- Task to complete -
Reproduce all the entries precisely.

─── Information given ───

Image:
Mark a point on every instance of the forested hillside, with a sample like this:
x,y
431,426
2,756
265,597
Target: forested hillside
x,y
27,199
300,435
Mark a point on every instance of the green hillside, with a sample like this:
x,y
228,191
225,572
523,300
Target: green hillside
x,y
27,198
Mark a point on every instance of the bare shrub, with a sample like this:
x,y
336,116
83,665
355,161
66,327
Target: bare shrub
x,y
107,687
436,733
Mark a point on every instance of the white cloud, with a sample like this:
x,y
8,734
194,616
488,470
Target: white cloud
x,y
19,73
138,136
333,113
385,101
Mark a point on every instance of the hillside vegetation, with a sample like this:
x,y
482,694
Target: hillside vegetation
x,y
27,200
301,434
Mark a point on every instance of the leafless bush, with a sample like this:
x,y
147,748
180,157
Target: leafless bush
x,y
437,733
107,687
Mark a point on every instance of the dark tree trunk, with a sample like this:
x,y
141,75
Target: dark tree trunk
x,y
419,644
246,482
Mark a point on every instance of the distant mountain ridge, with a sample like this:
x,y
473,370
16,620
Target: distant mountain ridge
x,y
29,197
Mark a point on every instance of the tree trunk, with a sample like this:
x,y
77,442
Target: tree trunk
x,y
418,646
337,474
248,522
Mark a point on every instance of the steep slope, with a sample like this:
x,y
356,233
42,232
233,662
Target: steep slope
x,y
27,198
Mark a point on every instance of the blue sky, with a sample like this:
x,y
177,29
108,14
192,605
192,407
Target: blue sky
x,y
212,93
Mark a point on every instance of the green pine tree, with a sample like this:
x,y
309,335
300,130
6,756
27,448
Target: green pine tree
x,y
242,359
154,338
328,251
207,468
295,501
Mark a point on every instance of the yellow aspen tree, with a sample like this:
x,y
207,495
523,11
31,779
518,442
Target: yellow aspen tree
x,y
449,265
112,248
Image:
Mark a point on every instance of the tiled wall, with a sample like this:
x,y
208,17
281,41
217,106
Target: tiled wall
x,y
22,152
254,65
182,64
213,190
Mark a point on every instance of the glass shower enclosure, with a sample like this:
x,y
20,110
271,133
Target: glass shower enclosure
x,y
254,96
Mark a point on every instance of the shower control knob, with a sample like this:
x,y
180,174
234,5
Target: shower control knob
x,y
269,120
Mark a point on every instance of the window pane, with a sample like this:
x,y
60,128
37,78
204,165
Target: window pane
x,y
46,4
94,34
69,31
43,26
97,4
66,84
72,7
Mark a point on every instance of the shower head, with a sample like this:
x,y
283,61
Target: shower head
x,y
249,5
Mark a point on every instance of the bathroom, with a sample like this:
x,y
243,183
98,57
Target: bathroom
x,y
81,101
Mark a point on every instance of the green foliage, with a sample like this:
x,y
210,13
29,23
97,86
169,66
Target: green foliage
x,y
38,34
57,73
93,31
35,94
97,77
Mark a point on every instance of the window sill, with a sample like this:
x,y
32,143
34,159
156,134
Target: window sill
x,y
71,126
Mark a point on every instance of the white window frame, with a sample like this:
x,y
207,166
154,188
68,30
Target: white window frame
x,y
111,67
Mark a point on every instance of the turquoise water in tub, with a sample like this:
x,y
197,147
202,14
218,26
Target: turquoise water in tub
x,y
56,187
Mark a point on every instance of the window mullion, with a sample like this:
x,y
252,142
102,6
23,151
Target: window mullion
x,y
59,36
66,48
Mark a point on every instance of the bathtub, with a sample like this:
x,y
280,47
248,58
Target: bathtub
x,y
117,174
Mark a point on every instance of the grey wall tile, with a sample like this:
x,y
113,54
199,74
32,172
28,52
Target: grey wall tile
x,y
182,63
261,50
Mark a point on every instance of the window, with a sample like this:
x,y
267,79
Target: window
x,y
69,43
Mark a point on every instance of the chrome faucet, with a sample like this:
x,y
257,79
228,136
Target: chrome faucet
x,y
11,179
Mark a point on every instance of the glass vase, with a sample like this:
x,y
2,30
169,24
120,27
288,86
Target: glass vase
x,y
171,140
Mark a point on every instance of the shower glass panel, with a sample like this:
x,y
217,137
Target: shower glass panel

───

- Final result -
Image:
Mark a point on every instance of the forested hillside, with a sample like this:
x,y
431,426
2,756
265,597
Target: forested hillside
x,y
27,199
300,435
Mark a point on every instance of the green hillside, with a sample like this:
x,y
228,191
225,572
523,300
Target: green hillside
x,y
27,198
Mark a point on every instance of the bare shrub, with a sample like this:
x,y
336,116
83,665
355,161
66,327
Target: bare shrub
x,y
107,687
436,733
Mark a point on every instance of the white cloud, with a sample like this:
x,y
8,734
194,616
488,470
Target: white cloud
x,y
19,73
138,136
333,113
385,101
Mark a point on every instance of the hillside vegetation, with a sample like this:
x,y
482,694
Target: hillside vegetation
x,y
27,200
301,434
Mark a point on every instance of the leafless bush, with a sample like this:
x,y
147,748
180,157
Target: leafless bush
x,y
437,733
107,687
Mark a point on every instance of the dark tree trunk, with a sample like this:
x,y
141,75
Target: dark tree trunk
x,y
419,644
246,482
Mark a point on every instance of the distant mountain ridge, with a sample like this:
x,y
473,370
16,620
Target: distant mountain ridge
x,y
29,197
Mark a point on every instance of the tree trunk, with a sample like this:
x,y
77,442
Target: tree trunk
x,y
418,646
337,474
248,522
Mark a point on every instance of the steep slope, with a sample like this:
x,y
356,233
42,232
233,662
Target: steep slope
x,y
27,198
Mark a point on every instance of the blue sky, with a sample like this:
x,y
177,29
108,14
192,605
192,407
Target: blue sky
x,y
212,93
Mark a point on every instance of the green pine tree, with a sample like this:
x,y
309,335
300,130
6,756
27,448
Target: green pine tree
x,y
242,359
154,338
328,251
207,468
295,501
Mark a point on every instance of the yellow aspen tree, with a sample like this:
x,y
207,495
523,11
31,779
518,442
Target: yellow aspen tree
x,y
449,265
112,248
Image:
Mark a point on every instance of the tiled wall, with a sample like this:
x,y
208,17
281,41
217,106
Target: tiled wall
x,y
22,152
254,65
182,64
213,190
Mark a point on every instance of the glass shower enclosure, with a sample like this:
x,y
20,110
271,133
Target: glass shower enclosure
x,y
254,96
Mark a point on every instance of the shower control knob, with a sample like this:
x,y
180,174
234,5
Target: shower control knob
x,y
269,120
Mark a point on every instance of the window pane, with a sample like this:
x,y
60,128
37,78
204,165
Target: window pane
x,y
46,4
94,34
69,31
43,26
97,4
66,84
72,7
Mark a point on every instance of the shower head, with a sample like this:
x,y
283,61
Target: shower head
x,y
249,5
Mark a point on every instance of the bathroom, with a sample like this:
x,y
243,183
98,57
Target: bathroom
x,y
81,101
Mark a point on every instance of the green foliage, with a sample like this:
x,y
210,13
29,23
97,86
169,66
Target: green foliage
x,y
38,34
57,73
93,31
35,94
97,77
Mark a point on every instance of the window sill, with a sample like this:
x,y
32,143
34,159
156,134
Target: window sill
x,y
71,126
Mark a point on every instance of the white window frame, with a sample like this:
x,y
207,166
154,188
68,30
Target: white window frame
x,y
111,67
Mark a point on every instance of the turquoise water in tub, with a sample like this:
x,y
197,147
202,14
218,26
Target: turquoise water in tub
x,y
56,187
Mark a point on every instance of the window mullion, with a sample like this:
x,y
252,142
102,6
23,151
Target: window mullion
x,y
59,36
66,48
Mark a point on every instance of the bathtub, with a sample like this:
x,y
280,47
248,58
Target: bathtub
x,y
117,174
Mark a point on every instance of the grey wall tile, with a sample like this:
x,y
113,54
199,74
32,172
28,52
Target: grey wall tile
x,y
182,63
261,50
Mark a point on every instance of the window, with a sample like this:
x,y
267,79
Target: window
x,y
69,43
Mark a point on every instance of the chrome faucet, with a sample like this:
x,y
257,79
228,136
Target: chrome faucet
x,y
11,179
Mark a point on every instance of the glass vase, with a sample like this:
x,y
2,30
169,24
120,27
288,86
Target: glass vase
x,y
171,140
Mark a point on every instance of the shower glass panel, with a sample like this:
x,y
217,137
Target: shower glass panel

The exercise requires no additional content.